━━━ DATA FOR PROCESSING

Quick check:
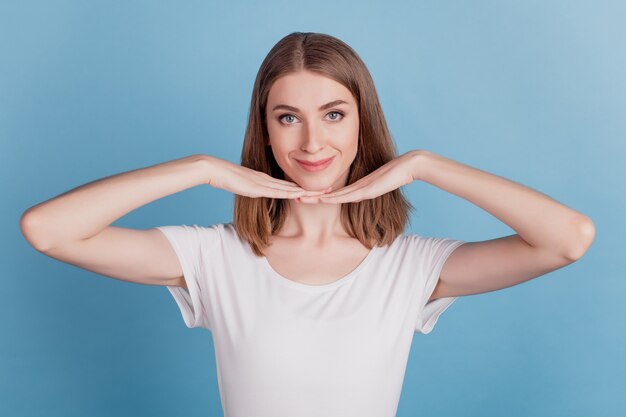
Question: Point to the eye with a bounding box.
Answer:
[278,111,344,125]
[328,111,343,120]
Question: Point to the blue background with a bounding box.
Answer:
[0,1,626,417]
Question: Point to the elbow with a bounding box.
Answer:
[566,216,596,262]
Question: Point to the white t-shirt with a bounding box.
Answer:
[157,223,465,417]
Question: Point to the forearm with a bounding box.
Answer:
[20,154,211,250]
[414,150,595,258]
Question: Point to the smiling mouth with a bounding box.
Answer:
[296,156,334,167]
[296,156,335,172]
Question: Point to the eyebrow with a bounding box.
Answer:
[272,100,348,112]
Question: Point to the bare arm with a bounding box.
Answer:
[20,154,211,252]
[20,154,320,287]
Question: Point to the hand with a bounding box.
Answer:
[207,156,330,199]
[297,151,416,204]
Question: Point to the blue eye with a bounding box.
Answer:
[278,111,344,125]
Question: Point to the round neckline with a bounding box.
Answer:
[260,245,380,292]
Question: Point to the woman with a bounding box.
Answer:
[21,32,595,417]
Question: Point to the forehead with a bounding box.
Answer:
[267,71,355,109]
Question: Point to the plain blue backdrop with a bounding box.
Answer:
[0,1,626,417]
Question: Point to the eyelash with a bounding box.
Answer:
[278,111,344,125]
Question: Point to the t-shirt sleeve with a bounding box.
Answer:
[156,224,219,330]
[414,235,465,334]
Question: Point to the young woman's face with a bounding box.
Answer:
[266,71,359,191]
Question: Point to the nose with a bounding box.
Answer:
[300,123,324,153]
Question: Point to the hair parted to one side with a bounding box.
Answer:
[233,32,414,256]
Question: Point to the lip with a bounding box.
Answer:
[296,156,335,172]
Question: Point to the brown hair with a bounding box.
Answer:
[233,32,413,256]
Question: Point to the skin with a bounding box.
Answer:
[266,71,359,242]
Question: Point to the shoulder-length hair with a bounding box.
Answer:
[233,32,413,256]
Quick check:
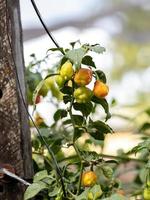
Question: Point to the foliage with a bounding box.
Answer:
[24,43,150,200]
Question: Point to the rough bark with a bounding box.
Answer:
[0,0,32,200]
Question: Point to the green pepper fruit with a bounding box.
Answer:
[55,75,65,88]
[45,77,63,100]
[38,84,48,97]
[60,61,74,80]
[74,87,93,103]
[102,166,113,178]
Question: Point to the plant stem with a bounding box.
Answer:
[69,98,83,195]
[77,162,83,195]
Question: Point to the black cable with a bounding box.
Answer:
[31,0,60,48]
[6,0,66,197]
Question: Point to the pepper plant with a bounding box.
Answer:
[24,42,150,200]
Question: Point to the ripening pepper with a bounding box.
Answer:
[55,75,65,88]
[74,86,93,103]
[81,171,97,187]
[74,68,92,86]
[60,61,74,80]
[93,80,109,98]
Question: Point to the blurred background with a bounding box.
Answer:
[20,0,150,154]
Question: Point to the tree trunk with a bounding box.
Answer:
[0,0,32,200]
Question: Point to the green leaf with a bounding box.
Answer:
[60,86,73,95]
[33,74,56,112]
[66,48,86,68]
[95,70,107,83]
[24,181,48,200]
[33,170,48,183]
[47,48,64,54]
[82,56,96,68]
[139,122,150,131]
[75,189,89,200]
[63,95,72,104]
[73,102,93,117]
[54,109,67,121]
[48,187,60,197]
[70,40,80,48]
[83,44,106,54]
[74,127,85,140]
[89,185,103,200]
[88,120,113,140]
[91,96,111,121]
[80,151,100,162]
[72,115,84,126]
[103,194,128,200]
[139,167,149,183]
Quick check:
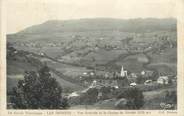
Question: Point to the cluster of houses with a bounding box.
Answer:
[80,66,176,88]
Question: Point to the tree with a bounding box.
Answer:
[11,66,67,109]
[118,87,144,109]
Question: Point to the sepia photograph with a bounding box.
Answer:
[1,0,183,110]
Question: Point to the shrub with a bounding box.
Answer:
[11,66,67,109]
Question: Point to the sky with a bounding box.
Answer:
[6,0,176,33]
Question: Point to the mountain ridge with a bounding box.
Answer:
[7,18,177,35]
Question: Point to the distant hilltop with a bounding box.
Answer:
[13,18,177,34]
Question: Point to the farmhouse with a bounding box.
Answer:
[157,76,169,85]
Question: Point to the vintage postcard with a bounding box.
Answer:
[0,0,184,116]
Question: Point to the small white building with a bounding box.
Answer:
[120,66,127,77]
[157,76,169,85]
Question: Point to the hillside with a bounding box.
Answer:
[8,18,176,40]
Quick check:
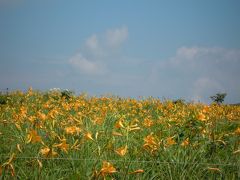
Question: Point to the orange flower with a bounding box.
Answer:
[54,139,69,153]
[40,147,57,157]
[37,112,47,121]
[99,161,117,177]
[27,130,42,143]
[115,145,127,156]
[115,119,124,128]
[143,133,159,153]
[143,118,154,127]
[166,137,176,146]
[181,138,189,147]
[65,126,81,135]
[197,113,206,121]
[85,132,94,141]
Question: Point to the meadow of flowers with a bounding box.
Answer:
[0,89,240,179]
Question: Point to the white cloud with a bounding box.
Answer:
[150,47,240,102]
[68,26,128,75]
[69,53,105,75]
[85,34,99,50]
[106,26,128,48]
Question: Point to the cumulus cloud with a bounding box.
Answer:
[69,53,104,75]
[68,26,128,75]
[150,47,240,102]
[106,26,128,48]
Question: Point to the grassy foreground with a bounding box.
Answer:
[0,89,240,179]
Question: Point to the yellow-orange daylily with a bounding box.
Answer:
[27,130,42,143]
[54,139,69,153]
[197,113,206,121]
[40,147,57,157]
[143,118,154,127]
[181,138,189,147]
[166,137,176,146]
[115,119,124,128]
[115,145,127,156]
[99,161,117,177]
[143,133,159,153]
[85,132,94,141]
[65,126,81,135]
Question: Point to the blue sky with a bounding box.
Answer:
[0,0,240,103]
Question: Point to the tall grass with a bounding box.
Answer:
[0,89,240,179]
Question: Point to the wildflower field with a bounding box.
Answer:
[0,89,240,179]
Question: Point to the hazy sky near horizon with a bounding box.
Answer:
[0,0,240,103]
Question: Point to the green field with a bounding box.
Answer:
[0,89,240,180]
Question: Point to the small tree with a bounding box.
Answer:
[210,93,227,104]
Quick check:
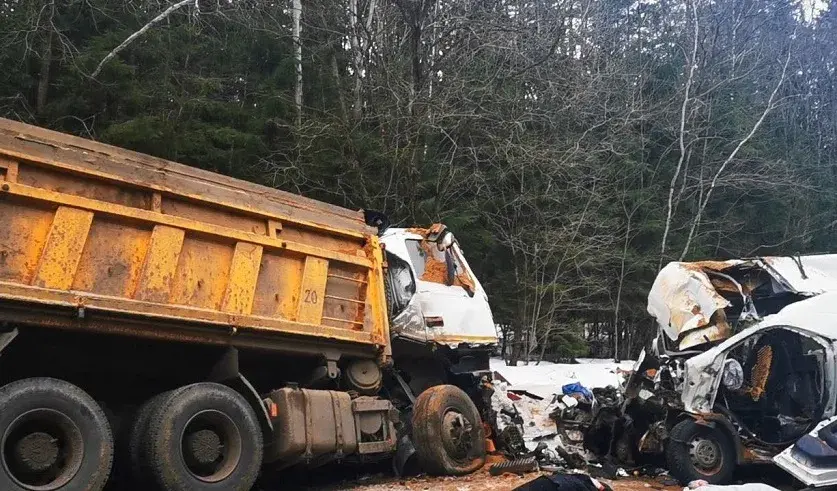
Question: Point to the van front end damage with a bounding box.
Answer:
[559,266,837,485]
[773,417,837,488]
[648,254,837,351]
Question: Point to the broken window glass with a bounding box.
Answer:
[385,252,416,319]
[718,328,826,444]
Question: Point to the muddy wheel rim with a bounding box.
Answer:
[180,410,242,483]
[689,437,722,474]
[442,409,474,459]
[0,408,84,491]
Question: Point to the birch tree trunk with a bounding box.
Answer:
[292,0,302,126]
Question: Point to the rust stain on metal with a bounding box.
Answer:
[0,119,392,361]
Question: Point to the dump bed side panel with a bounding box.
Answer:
[0,120,388,353]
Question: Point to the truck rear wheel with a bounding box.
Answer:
[0,378,113,491]
[666,419,736,484]
[412,385,485,476]
[142,383,263,491]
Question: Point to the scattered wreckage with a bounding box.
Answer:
[559,255,837,486]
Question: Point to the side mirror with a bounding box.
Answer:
[436,230,455,251]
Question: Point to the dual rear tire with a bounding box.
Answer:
[0,378,113,491]
[128,383,263,491]
[0,378,262,491]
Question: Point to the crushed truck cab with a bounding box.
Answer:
[0,119,497,491]
[381,224,497,349]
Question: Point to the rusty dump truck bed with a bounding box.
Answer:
[0,119,389,357]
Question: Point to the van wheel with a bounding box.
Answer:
[142,383,263,491]
[412,385,485,476]
[0,378,113,491]
[666,419,736,484]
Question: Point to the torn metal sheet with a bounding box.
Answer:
[381,224,499,348]
[681,292,837,414]
[648,254,837,350]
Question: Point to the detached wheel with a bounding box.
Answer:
[0,378,113,491]
[666,419,736,484]
[412,385,485,476]
[142,383,263,491]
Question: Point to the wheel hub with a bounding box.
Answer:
[184,429,223,465]
[0,408,84,491]
[442,409,474,457]
[180,410,243,483]
[689,437,721,470]
[12,431,59,473]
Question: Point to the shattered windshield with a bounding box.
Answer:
[386,252,416,319]
[717,328,826,444]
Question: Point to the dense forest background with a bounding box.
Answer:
[0,0,837,360]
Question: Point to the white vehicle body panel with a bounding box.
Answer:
[381,228,498,347]
[648,254,837,350]
[681,292,837,416]
[773,417,837,487]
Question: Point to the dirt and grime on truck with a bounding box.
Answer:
[0,120,497,491]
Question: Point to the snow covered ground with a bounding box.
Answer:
[491,358,634,399]
[491,358,634,450]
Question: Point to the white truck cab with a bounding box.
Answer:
[381,224,498,348]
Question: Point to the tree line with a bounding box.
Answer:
[0,0,837,360]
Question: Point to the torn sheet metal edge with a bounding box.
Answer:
[773,417,837,488]
[681,292,837,415]
[648,254,837,350]
[648,261,738,349]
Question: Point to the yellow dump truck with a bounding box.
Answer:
[0,119,496,491]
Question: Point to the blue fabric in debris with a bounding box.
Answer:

━━━━━━

_EXERCISE GOAL_: From the data above, extract the part that opens with the line containing "Question: Point to the hair" and closes with the line containing "[139,167,149,183]", both lines included, and reproduce it line for line without any picture placeholders.

_TASK OUTPUT_:
Question: Point to the hair parted to one side with a bounding box.
Answer:
[233,32,414,256]
Question: Point to the lip with a bounding box.
Answer:
[296,156,335,172]
Question: Point to the brown hair with a bounding box.
Answer:
[233,32,413,256]
Question: Point to the skin with a bounding box.
Answer:
[266,71,359,242]
Question: Point to the shoulder-length hair with a bounding box.
Answer:
[233,32,413,256]
Quick check:
Question: Point to the foliage with a bounding box.
Answer:
[24,43,150,200]
Question: Point to the rough bark with a bounding box.
Answer:
[0,0,32,200]
Question: Point to the green pepper fruit with a bounding box.
Answer:
[55,75,65,88]
[45,77,63,100]
[38,84,48,97]
[60,61,74,80]
[74,87,93,103]
[102,166,113,178]
Question: Point to the plant stem with a bounding box.
Answer:
[69,98,83,195]
[77,162,83,195]
Question: Point to the black cable with a bounding box.
Answer:
[31,0,60,48]
[6,0,66,197]
Question: Point to the pepper plant with a bounding box.
Answer:
[24,42,150,200]
Question: Point to the ripening pepper with a bounding box.
Answer:
[55,75,65,88]
[74,86,93,103]
[81,171,97,187]
[74,68,92,86]
[60,61,74,80]
[93,80,109,98]
Question: Point to the blurred background with a bounding box.
Answer:
[20,0,150,154]
Question: Point to the tree trunk with a bounding box.
Answer:
[0,0,32,200]
Question: Point to the green leaf with a bounding box.
Answer:
[60,86,73,95]
[33,74,56,112]
[66,48,86,68]
[95,70,107,83]
[24,181,48,200]
[33,170,48,183]
[47,48,64,54]
[82,56,96,68]
[139,122,150,131]
[75,189,89,200]
[63,95,72,104]
[73,102,93,117]
[54,109,67,121]
[48,187,60,197]
[70,40,80,48]
[83,44,106,54]
[74,127,85,140]
[89,185,103,200]
[88,120,113,140]
[91,96,111,121]
[80,151,100,162]
[72,115,84,126]
[103,194,128,200]
[139,167,149,183]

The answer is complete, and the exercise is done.